===== GIVEN INFORMATION

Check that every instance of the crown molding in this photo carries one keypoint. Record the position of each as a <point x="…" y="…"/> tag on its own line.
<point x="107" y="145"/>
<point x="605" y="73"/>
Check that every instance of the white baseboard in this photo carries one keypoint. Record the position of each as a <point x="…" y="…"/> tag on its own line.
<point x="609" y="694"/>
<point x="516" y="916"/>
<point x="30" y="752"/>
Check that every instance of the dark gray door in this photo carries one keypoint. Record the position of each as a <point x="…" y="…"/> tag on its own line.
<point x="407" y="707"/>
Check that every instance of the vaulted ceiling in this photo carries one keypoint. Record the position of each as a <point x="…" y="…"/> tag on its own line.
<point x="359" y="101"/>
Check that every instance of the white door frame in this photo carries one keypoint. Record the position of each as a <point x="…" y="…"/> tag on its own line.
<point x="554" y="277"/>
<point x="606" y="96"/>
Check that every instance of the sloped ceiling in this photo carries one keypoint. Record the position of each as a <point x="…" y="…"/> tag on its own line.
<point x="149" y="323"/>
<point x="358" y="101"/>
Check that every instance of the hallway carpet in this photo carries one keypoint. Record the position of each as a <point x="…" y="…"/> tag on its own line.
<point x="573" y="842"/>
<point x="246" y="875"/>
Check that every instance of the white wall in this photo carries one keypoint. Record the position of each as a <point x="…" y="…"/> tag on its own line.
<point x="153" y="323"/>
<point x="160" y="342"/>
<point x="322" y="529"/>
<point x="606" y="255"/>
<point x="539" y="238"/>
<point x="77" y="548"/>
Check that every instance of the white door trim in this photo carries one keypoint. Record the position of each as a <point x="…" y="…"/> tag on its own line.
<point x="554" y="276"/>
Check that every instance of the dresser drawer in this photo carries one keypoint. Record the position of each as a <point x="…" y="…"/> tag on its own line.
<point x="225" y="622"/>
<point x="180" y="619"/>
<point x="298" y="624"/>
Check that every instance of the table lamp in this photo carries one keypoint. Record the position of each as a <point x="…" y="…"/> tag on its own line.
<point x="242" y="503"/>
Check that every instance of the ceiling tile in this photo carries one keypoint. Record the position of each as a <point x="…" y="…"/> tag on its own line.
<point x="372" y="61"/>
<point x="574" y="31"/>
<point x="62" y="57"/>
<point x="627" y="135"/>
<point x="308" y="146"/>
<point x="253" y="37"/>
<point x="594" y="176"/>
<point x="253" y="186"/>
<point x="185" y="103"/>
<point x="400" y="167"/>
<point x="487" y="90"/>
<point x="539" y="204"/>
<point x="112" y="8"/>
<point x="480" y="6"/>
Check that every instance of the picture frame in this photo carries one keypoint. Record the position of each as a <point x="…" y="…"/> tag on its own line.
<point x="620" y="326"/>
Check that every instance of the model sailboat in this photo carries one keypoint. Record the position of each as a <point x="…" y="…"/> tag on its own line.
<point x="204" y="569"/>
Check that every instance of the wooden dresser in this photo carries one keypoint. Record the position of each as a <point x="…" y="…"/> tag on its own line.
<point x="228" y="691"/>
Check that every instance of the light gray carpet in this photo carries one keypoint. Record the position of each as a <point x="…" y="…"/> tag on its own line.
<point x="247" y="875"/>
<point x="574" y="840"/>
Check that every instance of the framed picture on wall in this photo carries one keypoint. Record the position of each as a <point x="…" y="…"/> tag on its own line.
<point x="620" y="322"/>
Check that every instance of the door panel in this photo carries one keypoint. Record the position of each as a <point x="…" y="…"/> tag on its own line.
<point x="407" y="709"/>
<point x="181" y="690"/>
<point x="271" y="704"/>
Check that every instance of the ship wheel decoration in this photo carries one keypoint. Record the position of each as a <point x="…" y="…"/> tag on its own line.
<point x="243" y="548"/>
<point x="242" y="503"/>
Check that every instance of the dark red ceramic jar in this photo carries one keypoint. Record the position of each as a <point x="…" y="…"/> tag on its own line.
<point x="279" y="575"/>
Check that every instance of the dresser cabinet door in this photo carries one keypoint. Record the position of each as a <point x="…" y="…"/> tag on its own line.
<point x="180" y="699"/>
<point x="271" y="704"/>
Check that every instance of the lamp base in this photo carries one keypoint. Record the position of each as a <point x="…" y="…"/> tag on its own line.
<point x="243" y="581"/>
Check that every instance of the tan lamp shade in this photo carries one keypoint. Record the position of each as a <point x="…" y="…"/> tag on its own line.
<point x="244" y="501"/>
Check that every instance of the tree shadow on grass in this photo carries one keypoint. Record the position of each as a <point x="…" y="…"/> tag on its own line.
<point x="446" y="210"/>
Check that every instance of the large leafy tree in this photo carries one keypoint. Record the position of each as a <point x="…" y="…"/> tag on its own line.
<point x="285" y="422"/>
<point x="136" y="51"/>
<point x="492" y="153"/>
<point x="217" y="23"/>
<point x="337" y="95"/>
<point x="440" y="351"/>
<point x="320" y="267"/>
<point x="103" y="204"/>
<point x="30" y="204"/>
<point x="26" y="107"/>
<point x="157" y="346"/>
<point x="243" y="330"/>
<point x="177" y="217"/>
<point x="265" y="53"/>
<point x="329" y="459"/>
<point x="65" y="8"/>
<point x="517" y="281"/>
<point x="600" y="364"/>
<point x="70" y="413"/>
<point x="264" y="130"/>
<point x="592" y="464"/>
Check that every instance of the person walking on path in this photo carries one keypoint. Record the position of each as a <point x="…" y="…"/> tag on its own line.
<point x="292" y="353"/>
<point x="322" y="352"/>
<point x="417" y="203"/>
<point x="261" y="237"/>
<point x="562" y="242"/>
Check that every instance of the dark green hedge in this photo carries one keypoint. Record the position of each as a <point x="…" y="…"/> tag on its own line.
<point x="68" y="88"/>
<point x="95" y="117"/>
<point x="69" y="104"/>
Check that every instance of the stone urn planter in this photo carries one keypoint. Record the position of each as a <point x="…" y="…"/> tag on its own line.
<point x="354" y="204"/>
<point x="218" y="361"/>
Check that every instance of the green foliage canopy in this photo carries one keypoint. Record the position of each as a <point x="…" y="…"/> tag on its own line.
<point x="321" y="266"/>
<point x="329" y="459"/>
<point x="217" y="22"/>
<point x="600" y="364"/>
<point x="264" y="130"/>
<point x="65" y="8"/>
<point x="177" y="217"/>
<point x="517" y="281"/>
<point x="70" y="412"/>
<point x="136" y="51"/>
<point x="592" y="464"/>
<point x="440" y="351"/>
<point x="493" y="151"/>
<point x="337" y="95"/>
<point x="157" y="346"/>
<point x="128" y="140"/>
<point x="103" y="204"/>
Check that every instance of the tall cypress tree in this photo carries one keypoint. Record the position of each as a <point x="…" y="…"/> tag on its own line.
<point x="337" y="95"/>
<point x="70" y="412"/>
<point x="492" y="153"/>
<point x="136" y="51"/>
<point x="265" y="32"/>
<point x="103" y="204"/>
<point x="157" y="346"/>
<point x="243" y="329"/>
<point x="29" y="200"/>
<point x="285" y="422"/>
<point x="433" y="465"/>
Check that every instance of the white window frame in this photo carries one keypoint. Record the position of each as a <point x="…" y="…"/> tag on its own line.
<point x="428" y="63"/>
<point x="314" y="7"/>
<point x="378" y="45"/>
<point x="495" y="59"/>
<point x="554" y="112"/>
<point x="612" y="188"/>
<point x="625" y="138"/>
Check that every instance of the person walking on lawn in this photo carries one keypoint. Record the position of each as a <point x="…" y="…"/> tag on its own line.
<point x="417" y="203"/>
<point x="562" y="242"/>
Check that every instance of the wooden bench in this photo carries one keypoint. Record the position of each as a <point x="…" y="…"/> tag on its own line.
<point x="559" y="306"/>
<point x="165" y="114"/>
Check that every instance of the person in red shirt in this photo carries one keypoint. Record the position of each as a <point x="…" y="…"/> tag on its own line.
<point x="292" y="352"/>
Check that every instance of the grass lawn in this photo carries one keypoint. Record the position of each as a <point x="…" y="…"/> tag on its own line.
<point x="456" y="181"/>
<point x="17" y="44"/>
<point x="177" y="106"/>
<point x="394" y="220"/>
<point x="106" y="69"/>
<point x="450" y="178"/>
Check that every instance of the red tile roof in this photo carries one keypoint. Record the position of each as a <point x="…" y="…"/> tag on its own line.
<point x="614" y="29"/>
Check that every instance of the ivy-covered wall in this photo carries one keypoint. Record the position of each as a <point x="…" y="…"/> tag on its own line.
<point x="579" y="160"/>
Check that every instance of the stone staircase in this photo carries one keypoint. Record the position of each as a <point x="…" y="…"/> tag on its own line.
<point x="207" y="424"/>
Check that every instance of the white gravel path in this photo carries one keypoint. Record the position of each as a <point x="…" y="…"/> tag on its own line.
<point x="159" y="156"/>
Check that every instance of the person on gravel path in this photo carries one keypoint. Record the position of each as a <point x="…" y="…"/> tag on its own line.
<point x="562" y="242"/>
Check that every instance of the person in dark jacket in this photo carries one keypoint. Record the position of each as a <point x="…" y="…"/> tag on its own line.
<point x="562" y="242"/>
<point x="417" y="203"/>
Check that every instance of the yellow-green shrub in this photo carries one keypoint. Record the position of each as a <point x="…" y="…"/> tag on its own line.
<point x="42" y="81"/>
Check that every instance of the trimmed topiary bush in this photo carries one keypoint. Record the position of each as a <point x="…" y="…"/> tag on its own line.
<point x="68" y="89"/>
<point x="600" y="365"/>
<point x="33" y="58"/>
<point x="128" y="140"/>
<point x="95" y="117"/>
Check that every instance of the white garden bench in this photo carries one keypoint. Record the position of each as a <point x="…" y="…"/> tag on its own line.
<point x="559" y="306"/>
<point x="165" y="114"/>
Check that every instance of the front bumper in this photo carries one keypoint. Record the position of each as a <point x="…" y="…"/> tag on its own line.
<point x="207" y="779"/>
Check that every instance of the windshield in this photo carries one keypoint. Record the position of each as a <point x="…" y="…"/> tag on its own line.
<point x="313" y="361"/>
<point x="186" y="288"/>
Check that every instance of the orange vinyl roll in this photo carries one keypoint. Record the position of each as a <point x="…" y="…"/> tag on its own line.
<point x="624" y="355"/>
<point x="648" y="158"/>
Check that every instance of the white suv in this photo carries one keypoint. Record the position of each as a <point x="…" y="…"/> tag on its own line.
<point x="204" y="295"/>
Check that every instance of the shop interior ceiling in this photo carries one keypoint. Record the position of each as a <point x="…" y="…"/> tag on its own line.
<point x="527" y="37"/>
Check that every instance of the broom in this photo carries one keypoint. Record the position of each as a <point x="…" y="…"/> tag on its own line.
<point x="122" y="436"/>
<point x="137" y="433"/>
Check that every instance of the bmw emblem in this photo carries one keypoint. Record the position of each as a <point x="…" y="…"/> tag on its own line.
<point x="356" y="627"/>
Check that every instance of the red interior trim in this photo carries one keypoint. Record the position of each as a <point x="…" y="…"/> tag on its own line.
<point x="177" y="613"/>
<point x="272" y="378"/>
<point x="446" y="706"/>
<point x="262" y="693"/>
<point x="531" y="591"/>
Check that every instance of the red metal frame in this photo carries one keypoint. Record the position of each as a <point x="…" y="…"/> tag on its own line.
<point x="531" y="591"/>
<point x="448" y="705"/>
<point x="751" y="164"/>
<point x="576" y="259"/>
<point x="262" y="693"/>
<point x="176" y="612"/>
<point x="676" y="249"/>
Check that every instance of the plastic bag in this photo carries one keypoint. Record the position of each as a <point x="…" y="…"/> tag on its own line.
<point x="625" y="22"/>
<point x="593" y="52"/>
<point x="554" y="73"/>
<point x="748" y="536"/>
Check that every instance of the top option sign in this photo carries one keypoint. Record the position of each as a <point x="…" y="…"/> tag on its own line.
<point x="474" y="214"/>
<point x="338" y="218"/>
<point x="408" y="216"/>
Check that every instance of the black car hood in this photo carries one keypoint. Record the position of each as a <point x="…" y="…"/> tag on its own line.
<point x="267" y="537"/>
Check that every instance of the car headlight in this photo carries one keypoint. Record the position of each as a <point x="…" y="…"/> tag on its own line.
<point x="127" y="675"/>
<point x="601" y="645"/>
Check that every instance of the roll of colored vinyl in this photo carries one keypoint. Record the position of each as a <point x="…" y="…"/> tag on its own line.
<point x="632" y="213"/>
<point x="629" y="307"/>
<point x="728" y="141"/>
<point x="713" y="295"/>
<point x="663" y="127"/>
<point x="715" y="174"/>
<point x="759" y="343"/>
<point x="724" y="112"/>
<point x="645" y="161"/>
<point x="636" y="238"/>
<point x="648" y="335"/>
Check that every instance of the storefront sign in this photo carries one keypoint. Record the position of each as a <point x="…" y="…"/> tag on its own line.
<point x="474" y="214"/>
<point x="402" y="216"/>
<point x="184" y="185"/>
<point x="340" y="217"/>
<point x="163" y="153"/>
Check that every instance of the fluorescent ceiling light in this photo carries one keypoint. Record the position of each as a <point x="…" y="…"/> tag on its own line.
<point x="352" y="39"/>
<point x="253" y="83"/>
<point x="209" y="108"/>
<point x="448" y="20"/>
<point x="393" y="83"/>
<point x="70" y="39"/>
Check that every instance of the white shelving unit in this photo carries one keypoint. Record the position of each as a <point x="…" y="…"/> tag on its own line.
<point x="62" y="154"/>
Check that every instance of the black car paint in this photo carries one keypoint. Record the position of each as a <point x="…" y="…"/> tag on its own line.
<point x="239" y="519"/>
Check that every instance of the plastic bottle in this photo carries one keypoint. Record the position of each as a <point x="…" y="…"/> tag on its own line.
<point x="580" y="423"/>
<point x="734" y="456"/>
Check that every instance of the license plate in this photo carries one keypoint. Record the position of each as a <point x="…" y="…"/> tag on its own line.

==========

Beginning at the line that holds "Check that every instance of the fluorescent", reproduce each line of the records above down to and including the last one.

Check that every instance of the fluorescent ceiling light in this photo carries one keypoint. Record the position of each as a <point x="…" y="…"/> tag on its own line.
<point x="352" y="39"/>
<point x="253" y="83"/>
<point x="209" y="108"/>
<point x="448" y="20"/>
<point x="393" y="83"/>
<point x="70" y="39"/>
Check that every instance of the white shelving unit in this photo carries one keypoint. Record the position of each as a <point x="…" y="…"/> tag on its own line.
<point x="62" y="154"/>
Check that every instance of the black car paint in this photo carries one keypoint. Record the position of each as a <point x="…" y="…"/> tag on its own line.
<point x="239" y="519"/>
Check that every instance of the plastic bottle in this photo carries one keypoint. Record the position of each as a <point x="…" y="…"/> tag on its own line.
<point x="580" y="423"/>
<point x="734" y="456"/>
Check that every instance of the license plate in this photo carries one keypoint. Record the position of each as a <point x="…" y="…"/> tag on its own line.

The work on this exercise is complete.